* Texte source:
La basse-cour psychiatrique

 

         Je n'ai jamais eu beaucoup de sympathie pour l'institution scolaire et à dire vrai, il m'était impensable, dans mes jeunes années, d'envisager une carrière de professeur. Cette idée me donnait des haut-le-cœur tant je percevais l'école comme un lieu sclérosé, abrutissant, sans envergure, avec pour mission réelle de surveiller les subjectivités d’élèves et non de les stimuler ou de veiller à leur élévation. L'école m'apparaissait comme une fabrique de l'ennui entretenue par des emplois du temps saturés, ne tenant aucun compte des rythmes singuliers, opérant un forçage constant sur l’intelligence par la sélection, dans des bâtiments conçus comme des prisons, avec leurs grilles, leur système de contrôle et de notation.

* Données fournies:
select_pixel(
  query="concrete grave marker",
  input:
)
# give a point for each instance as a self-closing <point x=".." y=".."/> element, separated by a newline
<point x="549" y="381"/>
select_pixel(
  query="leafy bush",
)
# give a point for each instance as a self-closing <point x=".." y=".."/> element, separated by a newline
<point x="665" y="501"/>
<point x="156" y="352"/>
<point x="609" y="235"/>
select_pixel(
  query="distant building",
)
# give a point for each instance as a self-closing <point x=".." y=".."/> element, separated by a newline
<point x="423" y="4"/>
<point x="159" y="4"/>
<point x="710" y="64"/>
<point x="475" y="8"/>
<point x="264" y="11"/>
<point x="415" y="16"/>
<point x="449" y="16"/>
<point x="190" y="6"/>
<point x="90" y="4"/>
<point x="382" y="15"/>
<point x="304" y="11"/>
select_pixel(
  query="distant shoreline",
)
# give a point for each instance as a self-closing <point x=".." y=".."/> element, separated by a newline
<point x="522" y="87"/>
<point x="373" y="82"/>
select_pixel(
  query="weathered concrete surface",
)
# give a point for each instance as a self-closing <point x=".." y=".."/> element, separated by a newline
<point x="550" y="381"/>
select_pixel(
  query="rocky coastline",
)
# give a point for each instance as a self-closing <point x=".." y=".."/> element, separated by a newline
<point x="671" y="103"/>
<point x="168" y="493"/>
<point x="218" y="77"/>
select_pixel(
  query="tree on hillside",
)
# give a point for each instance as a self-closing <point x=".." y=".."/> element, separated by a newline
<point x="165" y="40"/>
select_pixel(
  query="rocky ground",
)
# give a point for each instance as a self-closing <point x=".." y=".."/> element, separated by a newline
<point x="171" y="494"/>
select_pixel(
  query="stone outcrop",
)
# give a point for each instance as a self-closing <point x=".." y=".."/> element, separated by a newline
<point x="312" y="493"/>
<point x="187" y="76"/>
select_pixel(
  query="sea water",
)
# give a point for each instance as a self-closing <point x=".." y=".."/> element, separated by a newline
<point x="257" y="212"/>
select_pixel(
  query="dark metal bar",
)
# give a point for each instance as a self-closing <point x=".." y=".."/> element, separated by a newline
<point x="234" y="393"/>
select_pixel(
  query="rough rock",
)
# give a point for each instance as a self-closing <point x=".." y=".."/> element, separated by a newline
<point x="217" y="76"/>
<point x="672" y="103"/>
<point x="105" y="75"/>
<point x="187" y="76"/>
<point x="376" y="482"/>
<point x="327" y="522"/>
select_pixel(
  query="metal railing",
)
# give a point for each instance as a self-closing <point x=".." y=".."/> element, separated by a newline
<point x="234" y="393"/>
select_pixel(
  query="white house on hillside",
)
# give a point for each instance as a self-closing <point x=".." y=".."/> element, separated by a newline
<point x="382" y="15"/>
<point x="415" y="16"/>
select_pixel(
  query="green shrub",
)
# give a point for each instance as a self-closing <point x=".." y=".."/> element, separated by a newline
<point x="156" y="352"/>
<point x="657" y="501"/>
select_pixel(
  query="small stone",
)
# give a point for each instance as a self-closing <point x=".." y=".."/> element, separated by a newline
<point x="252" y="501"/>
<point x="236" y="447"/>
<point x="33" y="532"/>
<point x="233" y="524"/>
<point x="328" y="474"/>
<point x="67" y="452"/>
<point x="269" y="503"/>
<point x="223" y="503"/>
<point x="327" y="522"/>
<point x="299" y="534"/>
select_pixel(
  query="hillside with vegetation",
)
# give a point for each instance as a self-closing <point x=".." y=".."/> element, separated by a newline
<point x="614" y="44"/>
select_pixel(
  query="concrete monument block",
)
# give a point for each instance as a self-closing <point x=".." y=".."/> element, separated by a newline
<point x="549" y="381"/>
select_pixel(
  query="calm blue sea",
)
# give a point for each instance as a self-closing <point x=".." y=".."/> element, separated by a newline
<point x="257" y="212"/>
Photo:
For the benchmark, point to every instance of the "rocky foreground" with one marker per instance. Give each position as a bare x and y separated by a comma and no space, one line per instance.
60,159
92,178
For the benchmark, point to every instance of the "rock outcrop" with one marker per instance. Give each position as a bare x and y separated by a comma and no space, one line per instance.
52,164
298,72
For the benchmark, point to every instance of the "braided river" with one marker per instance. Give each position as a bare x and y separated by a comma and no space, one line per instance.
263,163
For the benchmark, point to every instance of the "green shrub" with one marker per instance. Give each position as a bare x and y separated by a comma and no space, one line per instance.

* Travail demandé:
A – Recopiez le passage du texte source allant de « Je n'ai jamais » jusqu'à « et de notation. ».
B – Dites si chaque affirmation s'accorde avec le texte source, par oui ou par non, en citant à l'identique les mots qui tranchent : (i) une carrière de professeur est présentée comme envisageable dans les jeunes années évoquées ; (ii) les bâtiments scolaires sont comparés à des prisons ; (iii) l'école est décrite comme tenant compte des rythmes singuliers.
Les données ne servent pas pour cet exercice.

* Réponses par consigne:
A –
Je n'ai jamais eu beaucoup de sympathie pour l'institution scolaire et à dire vrai, il m'était impensable, dans mes jeunes années, d'envisager une carrière de professeur. Cette idée me donnait des haut-le-cœur tant je percevais l'école comme un lieu sclérosé, abrutissant, sans envergure, avec pour mission réelle de surveiller les subjectivités d’élèves et non de les stimuler ou de veiller à leur élévation. L'école m'apparaissait comme une fabrique de l'ennui entretenue par des emplois du temps saturés, ne tenant aucun compte des rythmes singuliers, opérant un forçage constant sur l’intelligence par la sélection, dans des bâtiments conçus comme des prisons, avec leurs grilles, leur système de contrôle et de notation.

B –
(i) Non : « il m'était impensable, dans mes jeunes années, d'envisager une carrière de professeur ».
(ii) Oui : « dans des bâtiments conçus comme des prisons ».
(iii) Non : « ne tenant aucun compte des rythmes singuliers ».